Content starts
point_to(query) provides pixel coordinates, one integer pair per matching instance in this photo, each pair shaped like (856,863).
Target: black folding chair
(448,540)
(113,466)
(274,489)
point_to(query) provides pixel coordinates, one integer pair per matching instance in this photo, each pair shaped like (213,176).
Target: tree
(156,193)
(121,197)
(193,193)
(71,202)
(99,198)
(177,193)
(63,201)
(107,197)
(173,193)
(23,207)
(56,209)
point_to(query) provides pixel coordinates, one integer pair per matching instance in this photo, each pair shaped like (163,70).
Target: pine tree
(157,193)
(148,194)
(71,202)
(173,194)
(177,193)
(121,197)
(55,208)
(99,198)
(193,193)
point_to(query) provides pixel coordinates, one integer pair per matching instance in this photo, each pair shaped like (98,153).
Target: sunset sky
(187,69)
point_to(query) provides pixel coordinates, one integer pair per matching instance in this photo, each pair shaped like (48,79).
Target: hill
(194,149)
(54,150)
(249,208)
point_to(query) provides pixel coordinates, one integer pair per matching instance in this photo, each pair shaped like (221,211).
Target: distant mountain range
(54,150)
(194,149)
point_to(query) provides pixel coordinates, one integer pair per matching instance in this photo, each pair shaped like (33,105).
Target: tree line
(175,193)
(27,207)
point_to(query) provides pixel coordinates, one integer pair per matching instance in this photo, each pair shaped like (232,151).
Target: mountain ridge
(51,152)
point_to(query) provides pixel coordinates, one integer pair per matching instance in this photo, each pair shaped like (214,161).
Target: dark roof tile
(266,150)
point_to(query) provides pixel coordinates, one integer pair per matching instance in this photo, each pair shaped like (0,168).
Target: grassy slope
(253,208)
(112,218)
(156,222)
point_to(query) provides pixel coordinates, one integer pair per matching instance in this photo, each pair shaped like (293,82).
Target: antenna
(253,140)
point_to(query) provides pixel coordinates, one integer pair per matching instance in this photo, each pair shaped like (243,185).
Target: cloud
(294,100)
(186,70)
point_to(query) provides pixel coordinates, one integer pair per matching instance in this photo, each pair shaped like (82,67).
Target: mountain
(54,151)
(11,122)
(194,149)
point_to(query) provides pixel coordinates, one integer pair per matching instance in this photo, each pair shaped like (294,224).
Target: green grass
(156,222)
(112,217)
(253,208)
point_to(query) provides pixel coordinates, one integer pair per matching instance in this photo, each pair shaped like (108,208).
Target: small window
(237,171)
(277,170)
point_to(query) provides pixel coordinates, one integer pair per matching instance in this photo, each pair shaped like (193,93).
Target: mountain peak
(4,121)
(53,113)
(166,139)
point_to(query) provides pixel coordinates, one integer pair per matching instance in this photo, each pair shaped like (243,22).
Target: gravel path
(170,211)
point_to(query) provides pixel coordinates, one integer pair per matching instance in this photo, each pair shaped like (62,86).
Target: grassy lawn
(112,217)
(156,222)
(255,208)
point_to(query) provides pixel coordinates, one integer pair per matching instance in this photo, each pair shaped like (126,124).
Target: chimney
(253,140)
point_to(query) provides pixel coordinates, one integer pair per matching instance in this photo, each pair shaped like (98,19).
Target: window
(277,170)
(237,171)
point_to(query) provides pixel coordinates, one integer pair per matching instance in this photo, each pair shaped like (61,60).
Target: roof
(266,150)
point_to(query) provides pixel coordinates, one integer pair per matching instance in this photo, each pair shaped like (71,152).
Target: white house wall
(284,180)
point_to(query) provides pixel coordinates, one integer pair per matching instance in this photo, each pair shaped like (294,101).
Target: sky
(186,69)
Content ends
● TASK INSTRUCTIONS
Down to the last line, copy the entries above exactly.

● SOLUTION FOR THIS PROBLEM
point_to(query) provides pixel coordinates, one integer pair per matching instance in this photo, each pair shaped like (856,863).
Target: black folding chair
(448,540)
(113,466)
(274,489)
point_to(query) provides pixel coordinates, one integer pair per matching instance in this photo, each pair shaped like (213,176).
Target: tree
(156,193)
(121,197)
(193,193)
(71,202)
(99,198)
(177,193)
(63,201)
(107,197)
(173,193)
(23,207)
(56,209)
point_to(query) provides pixel coordinates, one integer pair per matching instance in this photo, each pair shaped like (163,70).
Target: pine tree
(157,193)
(148,194)
(71,202)
(173,194)
(177,193)
(121,197)
(55,208)
(99,198)
(193,193)
point_to(query) provides pixel coordinates, one integer pair per matching instance in this photo, each pair shaped like (98,153).
Target: sunset sky
(187,69)
point_to(query) provides pixel coordinates, one integer pair per matching instance in this photo, each pair shaped like (48,79).
Target: hill
(194,149)
(54,150)
(249,208)
point_to(query) provides pixel coordinates, one integer pair per matching instance in this photo, each pair shaped like (221,211).
Target: distant mountain range
(54,150)
(194,149)
point_to(query) provides pixel coordinates, one integer pair per matching instance in this photo, each pair shaped like (33,105).
Target: tree line
(175,193)
(27,207)
point_to(query) provides pixel coordinates, one integer pair per matching instance in this photo, each pair shaped like (232,151).
Target: mountain ridge
(51,152)
point_to(query) provides pixel coordinates, one integer pair per matching instance in this photo, each pair shaped like (214,161).
Target: dark roof tile
(266,150)
point_to(query) provides pixel coordinates, one integer pair per matching instance in this photo, each pair shaped like (0,168).
Target: grassy slope
(253,208)
(112,218)
(156,222)
point_to(query) provides pixel coordinates, one integer pair per matching instance in this photo, each pair shaped like (293,82).
Target: antenna
(253,140)
point_to(query) provides pixel coordinates, one integer pair per matching instance in this photo, each pair shaped like (243,185).
Target: cloud
(294,100)
(186,70)
point_to(query) provides pixel coordinates, one integer pair per matching instance in this photo, each pair shaped like (82,67).
Target: mountain
(54,151)
(11,122)
(194,149)
point_to(query) provides pixel coordinates, one integer pair per matching instance in this photo, each pair shaped like (294,224).
Target: green grass
(156,222)
(112,217)
(253,208)
point_to(query) provides pixel coordinates, one integer pair per matching instance in this photo, each pair shaped like (108,208).
Target: small window
(237,171)
(277,170)
point_to(query) provides pixel coordinates, one integer pair per matching instance in this photo, each pair shaped like (193,93).
Target: mountain peak
(4,121)
(53,113)
(166,139)
point_to(query) provides pixel coordinates, one integer pair per matching instance in this photo, each pair shaped like (243,22).
Target: gravel path
(170,211)
point_to(query) provides pixel coordinates, one integer pair per matching instance in this photo, each pair shaped like (62,86).
Target: grassy lawn
(112,217)
(156,222)
(255,208)
point_to(query) provides pixel coordinates, one integer pair per matching instance in this photo, each pair shaped like (126,124).
Target: chimney
(253,140)
point_to(query) provides pixel coordinates, one integer pair per matching instance in this photo, each pair shaped like (98,19).
Target: window
(277,170)
(237,171)
point_to(query) provides pixel coordinates, one integer pair per matching instance in this photo, each pair shaped like (61,60).
Target: roof
(266,150)
point_to(query) provides pixel coordinates, one integer pair per matching instance in this photo, each pair shaped like (71,152).
Target: white house wall
(284,180)
point_to(query) provides pixel coordinates, one integer pair per matching instance in this photo, each pair shaped like (294,101).
Target: sky
(186,69)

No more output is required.